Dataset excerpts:

★ ★ ★ ★

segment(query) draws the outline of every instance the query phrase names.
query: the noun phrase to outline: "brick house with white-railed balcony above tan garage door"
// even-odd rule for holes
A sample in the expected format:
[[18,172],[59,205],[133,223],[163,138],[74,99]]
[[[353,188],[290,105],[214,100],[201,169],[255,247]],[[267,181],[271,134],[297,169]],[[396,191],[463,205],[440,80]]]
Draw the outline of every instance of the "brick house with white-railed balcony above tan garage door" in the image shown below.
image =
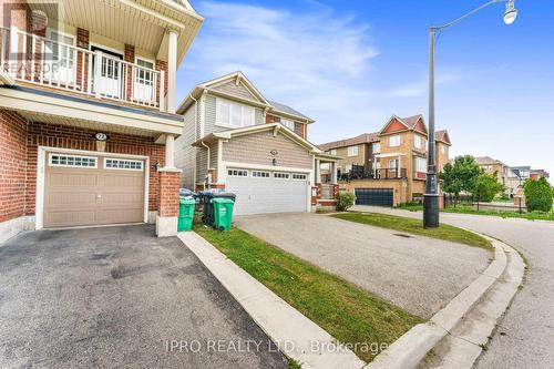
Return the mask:
[[176,233],[175,72],[186,0],[3,2],[0,235],[156,223]]

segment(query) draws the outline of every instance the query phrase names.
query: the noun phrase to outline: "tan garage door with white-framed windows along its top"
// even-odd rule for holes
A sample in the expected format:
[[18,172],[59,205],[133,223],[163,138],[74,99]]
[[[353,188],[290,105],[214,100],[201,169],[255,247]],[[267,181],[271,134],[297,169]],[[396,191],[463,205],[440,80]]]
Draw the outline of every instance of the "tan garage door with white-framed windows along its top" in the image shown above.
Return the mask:
[[43,226],[144,222],[145,163],[47,153]]

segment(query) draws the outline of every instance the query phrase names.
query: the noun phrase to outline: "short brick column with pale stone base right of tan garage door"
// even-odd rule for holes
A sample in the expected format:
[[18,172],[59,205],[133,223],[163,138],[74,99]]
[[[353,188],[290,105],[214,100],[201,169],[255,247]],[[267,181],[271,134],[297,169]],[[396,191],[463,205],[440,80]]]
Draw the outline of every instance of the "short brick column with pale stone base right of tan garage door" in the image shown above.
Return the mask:
[[156,235],[158,237],[177,234],[179,170],[161,170],[157,195]]

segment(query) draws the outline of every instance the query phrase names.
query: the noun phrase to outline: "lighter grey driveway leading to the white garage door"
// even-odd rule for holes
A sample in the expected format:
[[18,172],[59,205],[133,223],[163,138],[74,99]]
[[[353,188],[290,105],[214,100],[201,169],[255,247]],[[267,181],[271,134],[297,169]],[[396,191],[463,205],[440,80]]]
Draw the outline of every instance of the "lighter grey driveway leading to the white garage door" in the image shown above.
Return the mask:
[[318,214],[239,216],[237,226],[424,318],[471,284],[492,256]]

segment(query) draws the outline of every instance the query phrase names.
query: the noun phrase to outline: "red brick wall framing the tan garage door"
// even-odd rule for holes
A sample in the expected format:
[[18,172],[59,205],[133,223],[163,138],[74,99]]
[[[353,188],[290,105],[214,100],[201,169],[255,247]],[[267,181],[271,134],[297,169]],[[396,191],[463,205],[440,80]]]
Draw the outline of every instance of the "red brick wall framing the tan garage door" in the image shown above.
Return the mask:
[[[37,122],[29,123],[25,215],[34,215],[38,147],[50,146],[96,151],[94,134],[95,131],[78,127]],[[160,162],[162,166],[165,164],[165,146],[155,144],[152,137],[109,133],[105,152],[150,156],[148,211],[157,211],[160,178],[155,164],[156,162]]]

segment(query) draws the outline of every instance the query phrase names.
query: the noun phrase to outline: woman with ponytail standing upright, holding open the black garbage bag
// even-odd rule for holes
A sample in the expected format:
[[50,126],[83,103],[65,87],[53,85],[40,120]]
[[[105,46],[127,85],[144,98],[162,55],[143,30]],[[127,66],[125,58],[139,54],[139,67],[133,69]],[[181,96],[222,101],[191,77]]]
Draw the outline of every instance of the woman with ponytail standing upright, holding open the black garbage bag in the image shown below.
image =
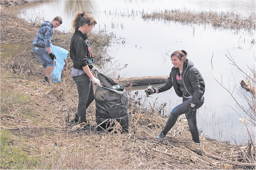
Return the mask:
[[97,22],[90,14],[77,12],[72,23],[75,32],[70,42],[70,58],[73,61],[71,75],[76,82],[79,95],[77,112],[73,121],[85,124],[87,123],[86,109],[94,100],[93,83],[101,86],[99,79],[92,74],[99,70],[93,65],[94,56],[87,40],[88,33]]

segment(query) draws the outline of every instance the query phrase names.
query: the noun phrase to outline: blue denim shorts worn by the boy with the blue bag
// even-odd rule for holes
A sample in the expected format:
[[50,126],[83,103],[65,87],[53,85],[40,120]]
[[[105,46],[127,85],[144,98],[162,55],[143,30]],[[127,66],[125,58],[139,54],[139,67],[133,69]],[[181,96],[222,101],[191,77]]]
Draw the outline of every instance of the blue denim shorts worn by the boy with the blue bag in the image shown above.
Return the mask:
[[56,60],[52,60],[52,58],[50,58],[46,48],[33,46],[33,52],[38,57],[43,68],[47,68],[47,66],[56,66]]

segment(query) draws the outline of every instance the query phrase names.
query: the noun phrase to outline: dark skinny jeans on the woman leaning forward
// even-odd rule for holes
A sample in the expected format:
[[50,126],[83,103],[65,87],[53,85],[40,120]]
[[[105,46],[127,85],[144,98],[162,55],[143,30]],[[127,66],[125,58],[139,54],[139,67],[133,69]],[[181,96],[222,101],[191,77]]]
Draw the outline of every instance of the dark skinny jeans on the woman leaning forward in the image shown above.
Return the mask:
[[[175,108],[172,109],[172,112],[170,113],[170,117],[168,121],[166,122],[166,126],[163,128],[162,133],[163,135],[166,135],[174,126],[174,124],[177,121],[177,118],[179,115],[182,115],[185,113],[185,116],[187,118],[189,108],[191,106],[192,98],[184,98],[183,97],[183,103],[179,104]],[[196,123],[196,110],[201,107],[204,104],[204,97],[201,98],[200,101],[198,101],[198,104],[195,105],[195,111],[193,112],[192,116],[187,118],[188,124],[189,124],[189,130],[192,135],[192,139],[196,143],[200,143],[199,139],[199,133],[198,133],[198,127]]]

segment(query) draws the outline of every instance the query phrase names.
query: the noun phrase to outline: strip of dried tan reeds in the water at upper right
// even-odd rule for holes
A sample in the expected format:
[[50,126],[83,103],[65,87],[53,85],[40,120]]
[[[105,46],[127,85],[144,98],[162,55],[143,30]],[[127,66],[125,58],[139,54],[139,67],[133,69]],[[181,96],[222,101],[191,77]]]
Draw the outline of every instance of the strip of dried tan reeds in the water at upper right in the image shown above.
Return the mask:
[[186,9],[172,9],[152,12],[151,14],[143,11],[142,18],[183,24],[211,24],[214,28],[255,30],[255,13],[253,12],[249,17],[243,17],[235,12],[196,12]]

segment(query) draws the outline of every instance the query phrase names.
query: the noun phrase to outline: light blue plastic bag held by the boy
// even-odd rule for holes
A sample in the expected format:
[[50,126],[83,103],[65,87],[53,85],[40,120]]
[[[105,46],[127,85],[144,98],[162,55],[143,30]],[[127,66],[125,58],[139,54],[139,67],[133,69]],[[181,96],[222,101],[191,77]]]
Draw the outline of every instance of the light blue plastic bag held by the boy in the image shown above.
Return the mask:
[[67,54],[69,53],[66,49],[61,48],[59,46],[54,46],[51,44],[52,53],[56,56],[56,66],[52,71],[52,75],[49,77],[53,82],[61,81],[61,72],[65,65],[65,61],[67,59]]

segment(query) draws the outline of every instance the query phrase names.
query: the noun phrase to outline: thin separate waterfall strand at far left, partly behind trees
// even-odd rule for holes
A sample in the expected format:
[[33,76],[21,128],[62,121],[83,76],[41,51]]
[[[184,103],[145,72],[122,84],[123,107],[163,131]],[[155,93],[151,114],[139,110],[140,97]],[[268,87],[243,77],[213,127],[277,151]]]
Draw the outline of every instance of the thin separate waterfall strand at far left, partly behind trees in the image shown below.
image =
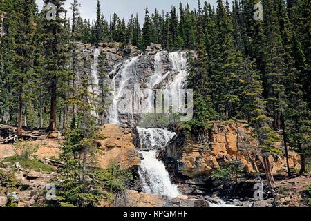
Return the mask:
[[[91,102],[95,102],[97,100],[97,96],[100,93],[99,90],[99,75],[98,75],[98,57],[100,57],[100,49],[95,48],[94,50],[94,58],[93,58],[93,64],[91,65],[91,75],[89,77],[90,79],[90,87],[89,87],[89,91],[92,95],[92,99],[93,101]],[[96,102],[95,102],[96,103]],[[98,119],[98,113],[96,111],[96,108],[93,110],[93,115]]]

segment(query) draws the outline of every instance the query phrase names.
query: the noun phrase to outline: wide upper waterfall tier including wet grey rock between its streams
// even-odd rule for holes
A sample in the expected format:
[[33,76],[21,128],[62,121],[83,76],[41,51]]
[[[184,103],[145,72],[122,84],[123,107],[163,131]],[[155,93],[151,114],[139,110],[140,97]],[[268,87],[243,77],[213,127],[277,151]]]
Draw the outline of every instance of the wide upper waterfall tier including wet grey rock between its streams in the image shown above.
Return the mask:
[[[185,89],[187,84],[187,52],[167,52],[160,45],[116,64],[109,74],[111,107],[109,124],[137,125],[144,113],[154,113],[155,89]],[[177,91],[173,96],[177,96]]]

★ ★ ★ ★

Return the line that contains "Draw the outline of every instance of the wide", along with every line after it in the data above, exactly and with nothing else.

Draw the outline of every instance of the wide upper waterfall tier including wet grey rock between its streams in the image shown above.
Return the mask:
[[[185,89],[187,84],[187,52],[167,52],[160,45],[116,64],[109,74],[111,107],[109,124],[137,125],[144,113],[154,113],[155,89]],[[177,91],[173,96],[177,96]]]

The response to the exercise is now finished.